▸ DATA UNDER STUDY
_ _ _

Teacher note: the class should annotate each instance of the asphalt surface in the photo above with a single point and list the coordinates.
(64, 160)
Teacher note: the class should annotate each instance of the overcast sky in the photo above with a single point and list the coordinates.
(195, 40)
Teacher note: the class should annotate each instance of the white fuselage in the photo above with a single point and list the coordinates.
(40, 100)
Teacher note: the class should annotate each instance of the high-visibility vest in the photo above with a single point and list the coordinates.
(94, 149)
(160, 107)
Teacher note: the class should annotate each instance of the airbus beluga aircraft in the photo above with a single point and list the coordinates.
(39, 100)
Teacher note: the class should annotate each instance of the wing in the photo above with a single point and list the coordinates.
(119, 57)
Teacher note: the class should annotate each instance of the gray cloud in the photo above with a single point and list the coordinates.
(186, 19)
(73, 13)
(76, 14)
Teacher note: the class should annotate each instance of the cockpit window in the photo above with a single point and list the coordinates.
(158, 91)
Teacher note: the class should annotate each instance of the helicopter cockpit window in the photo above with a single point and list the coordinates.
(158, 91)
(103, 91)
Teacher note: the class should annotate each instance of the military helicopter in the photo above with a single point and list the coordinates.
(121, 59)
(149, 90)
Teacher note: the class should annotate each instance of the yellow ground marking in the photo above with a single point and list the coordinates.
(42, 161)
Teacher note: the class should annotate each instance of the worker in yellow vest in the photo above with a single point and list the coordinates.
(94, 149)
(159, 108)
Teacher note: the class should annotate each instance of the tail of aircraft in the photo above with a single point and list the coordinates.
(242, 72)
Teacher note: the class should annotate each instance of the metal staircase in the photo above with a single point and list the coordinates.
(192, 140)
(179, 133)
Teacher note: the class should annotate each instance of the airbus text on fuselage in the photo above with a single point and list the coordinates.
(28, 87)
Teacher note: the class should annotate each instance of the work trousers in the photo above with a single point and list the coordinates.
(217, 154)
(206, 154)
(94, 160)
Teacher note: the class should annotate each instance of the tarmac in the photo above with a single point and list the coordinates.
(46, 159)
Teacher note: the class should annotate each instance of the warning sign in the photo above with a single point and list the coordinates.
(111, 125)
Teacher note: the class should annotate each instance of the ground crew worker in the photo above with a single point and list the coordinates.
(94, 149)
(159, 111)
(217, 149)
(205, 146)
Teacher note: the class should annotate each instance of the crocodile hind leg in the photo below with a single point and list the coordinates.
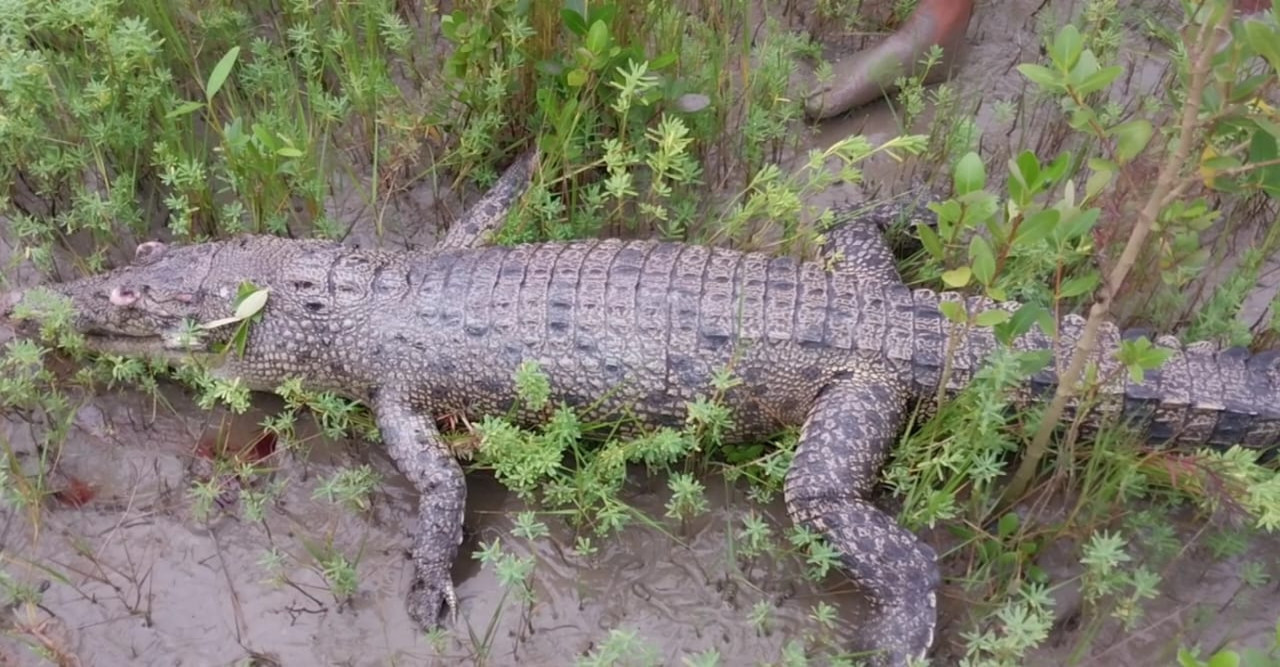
(484, 218)
(842, 446)
(415, 446)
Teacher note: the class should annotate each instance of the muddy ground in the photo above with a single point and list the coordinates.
(133, 579)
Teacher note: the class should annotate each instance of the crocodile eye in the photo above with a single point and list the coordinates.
(123, 296)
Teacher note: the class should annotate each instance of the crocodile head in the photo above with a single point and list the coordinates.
(155, 304)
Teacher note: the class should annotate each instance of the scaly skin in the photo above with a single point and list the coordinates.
(636, 329)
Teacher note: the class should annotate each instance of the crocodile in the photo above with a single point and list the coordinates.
(837, 346)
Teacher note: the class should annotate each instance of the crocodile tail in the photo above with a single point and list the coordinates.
(869, 74)
(1200, 396)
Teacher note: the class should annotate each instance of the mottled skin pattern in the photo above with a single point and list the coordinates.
(638, 328)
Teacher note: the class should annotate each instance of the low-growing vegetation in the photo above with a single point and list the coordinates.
(124, 120)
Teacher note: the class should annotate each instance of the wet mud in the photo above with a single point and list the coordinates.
(132, 576)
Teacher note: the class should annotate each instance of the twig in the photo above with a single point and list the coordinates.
(1169, 186)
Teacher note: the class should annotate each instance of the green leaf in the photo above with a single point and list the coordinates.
(982, 259)
(183, 109)
(931, 241)
(220, 72)
(598, 37)
(1018, 324)
(956, 278)
(1132, 137)
(574, 22)
(969, 174)
(954, 311)
(993, 316)
(1098, 80)
(1079, 284)
(246, 307)
(1066, 48)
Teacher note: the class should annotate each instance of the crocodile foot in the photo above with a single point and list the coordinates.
(869, 74)
(432, 594)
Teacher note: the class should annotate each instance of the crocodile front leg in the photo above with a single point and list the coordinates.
(858, 241)
(841, 450)
(423, 456)
(487, 215)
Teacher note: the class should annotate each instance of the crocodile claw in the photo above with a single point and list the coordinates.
(426, 597)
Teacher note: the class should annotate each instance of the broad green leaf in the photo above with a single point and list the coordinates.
(220, 72)
(991, 318)
(958, 278)
(598, 37)
(969, 174)
(931, 241)
(1066, 48)
(1132, 137)
(1100, 80)
(574, 22)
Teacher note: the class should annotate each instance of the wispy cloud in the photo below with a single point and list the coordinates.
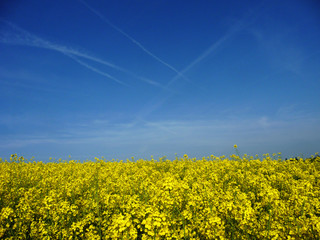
(25, 38)
(138, 44)
(259, 135)
(95, 69)
(239, 26)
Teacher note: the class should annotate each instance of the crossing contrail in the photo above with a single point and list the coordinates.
(103, 18)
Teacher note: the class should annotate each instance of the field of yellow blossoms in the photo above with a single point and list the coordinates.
(184, 198)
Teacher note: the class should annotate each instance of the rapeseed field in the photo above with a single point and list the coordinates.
(184, 198)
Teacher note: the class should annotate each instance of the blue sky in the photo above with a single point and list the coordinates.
(140, 78)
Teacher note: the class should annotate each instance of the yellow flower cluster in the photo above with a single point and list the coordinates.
(186, 198)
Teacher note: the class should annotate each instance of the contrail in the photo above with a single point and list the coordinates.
(103, 18)
(32, 40)
(239, 26)
(95, 70)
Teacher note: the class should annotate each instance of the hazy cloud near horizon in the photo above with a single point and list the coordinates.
(144, 78)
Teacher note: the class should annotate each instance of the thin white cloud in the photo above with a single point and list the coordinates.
(95, 70)
(103, 18)
(27, 39)
(240, 25)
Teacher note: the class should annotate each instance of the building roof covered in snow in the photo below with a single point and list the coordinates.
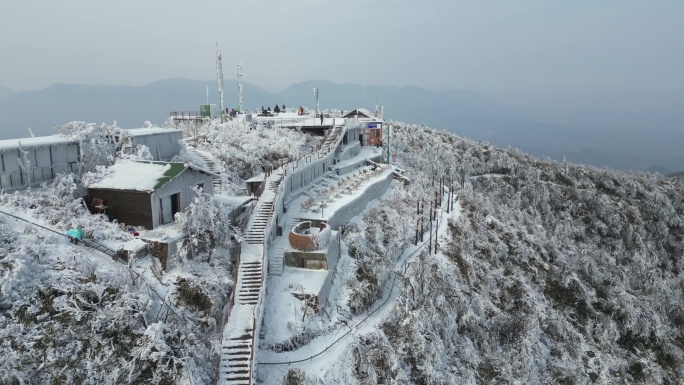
(360, 112)
(139, 176)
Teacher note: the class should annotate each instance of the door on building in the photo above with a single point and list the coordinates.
(170, 205)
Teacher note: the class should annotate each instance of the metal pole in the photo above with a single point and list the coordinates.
(422, 228)
(417, 224)
(436, 232)
(430, 244)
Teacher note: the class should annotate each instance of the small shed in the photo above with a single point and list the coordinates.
(361, 113)
(147, 194)
(164, 143)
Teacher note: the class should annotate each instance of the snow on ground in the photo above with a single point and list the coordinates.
(325, 355)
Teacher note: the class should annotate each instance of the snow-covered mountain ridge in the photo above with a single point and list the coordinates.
(552, 273)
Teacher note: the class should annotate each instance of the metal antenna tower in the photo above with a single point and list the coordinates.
(239, 75)
(219, 73)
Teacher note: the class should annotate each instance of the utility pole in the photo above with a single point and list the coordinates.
(219, 75)
(436, 232)
(239, 75)
(389, 136)
(316, 94)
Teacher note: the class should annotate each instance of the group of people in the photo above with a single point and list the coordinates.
(276, 109)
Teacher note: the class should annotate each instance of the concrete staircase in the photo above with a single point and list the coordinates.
(254, 234)
(236, 356)
(249, 283)
(210, 165)
(275, 265)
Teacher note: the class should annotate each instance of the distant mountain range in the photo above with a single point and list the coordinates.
(464, 112)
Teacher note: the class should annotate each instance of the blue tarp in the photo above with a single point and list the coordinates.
(75, 233)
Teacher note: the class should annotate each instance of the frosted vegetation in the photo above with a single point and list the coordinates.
(553, 273)
(70, 315)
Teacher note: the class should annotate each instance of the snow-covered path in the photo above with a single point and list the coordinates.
(322, 353)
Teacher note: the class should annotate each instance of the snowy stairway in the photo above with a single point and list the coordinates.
(273, 185)
(210, 164)
(249, 282)
(236, 354)
(255, 230)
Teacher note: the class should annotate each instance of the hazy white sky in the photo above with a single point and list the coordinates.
(493, 46)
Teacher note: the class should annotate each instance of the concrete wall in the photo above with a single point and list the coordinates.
(163, 145)
(45, 162)
(356, 206)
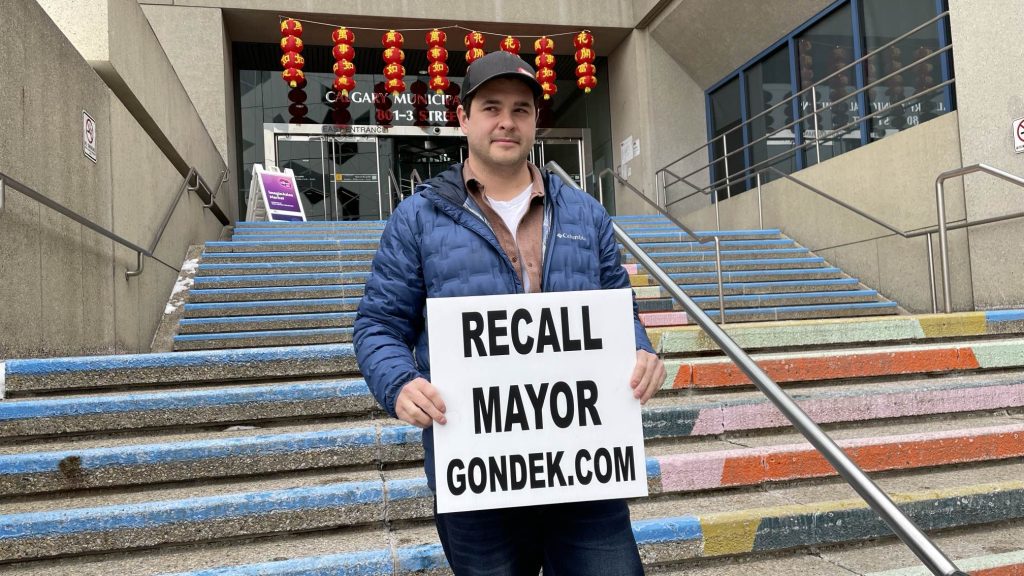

_ _ _

▸ WORK ORDER
Exact reproduction is required for the lines from the one containing "the concrete staircase" through the end of the material, and for those lines only, without pictures.

▸ PROBLEM SOLUTION
Teacher note: the class should annotate each instance of the concrete staircase in the photo above with a single point and list the coordinates.
(254, 234)
(236, 356)
(249, 283)
(210, 165)
(275, 265)
Teacher note: the class should annotate each instance of the distant mountain range in the photo above with a single point and list the coordinates.
(464, 112)
Teacher note: the class should annotate each instance of the blue tarp in the photo above with a single point and list the coordinates.
(75, 233)
Teacher note: the class should annotate each instance of the frosted vegetation in the photo above with a single point and list the coordinates.
(553, 273)
(70, 315)
Teacher note: the class should annotate each instance of the snow-covered path in the photo above with a single point and list the coordinates.
(322, 353)
Teacher note: the class should annotate each instance of the snowy stairway in the photo above with a single point and list the coordinates.
(273, 185)
(210, 164)
(249, 282)
(236, 354)
(255, 230)
Teacher note: the class should annotate each instance of the hazy white sky in the photo above with a single point and list the coordinates.
(493, 46)
Teacher note: the class should annotate each instance of the concrete wall in the photo above with a single point and list the coordinates.
(163, 145)
(45, 162)
(356, 206)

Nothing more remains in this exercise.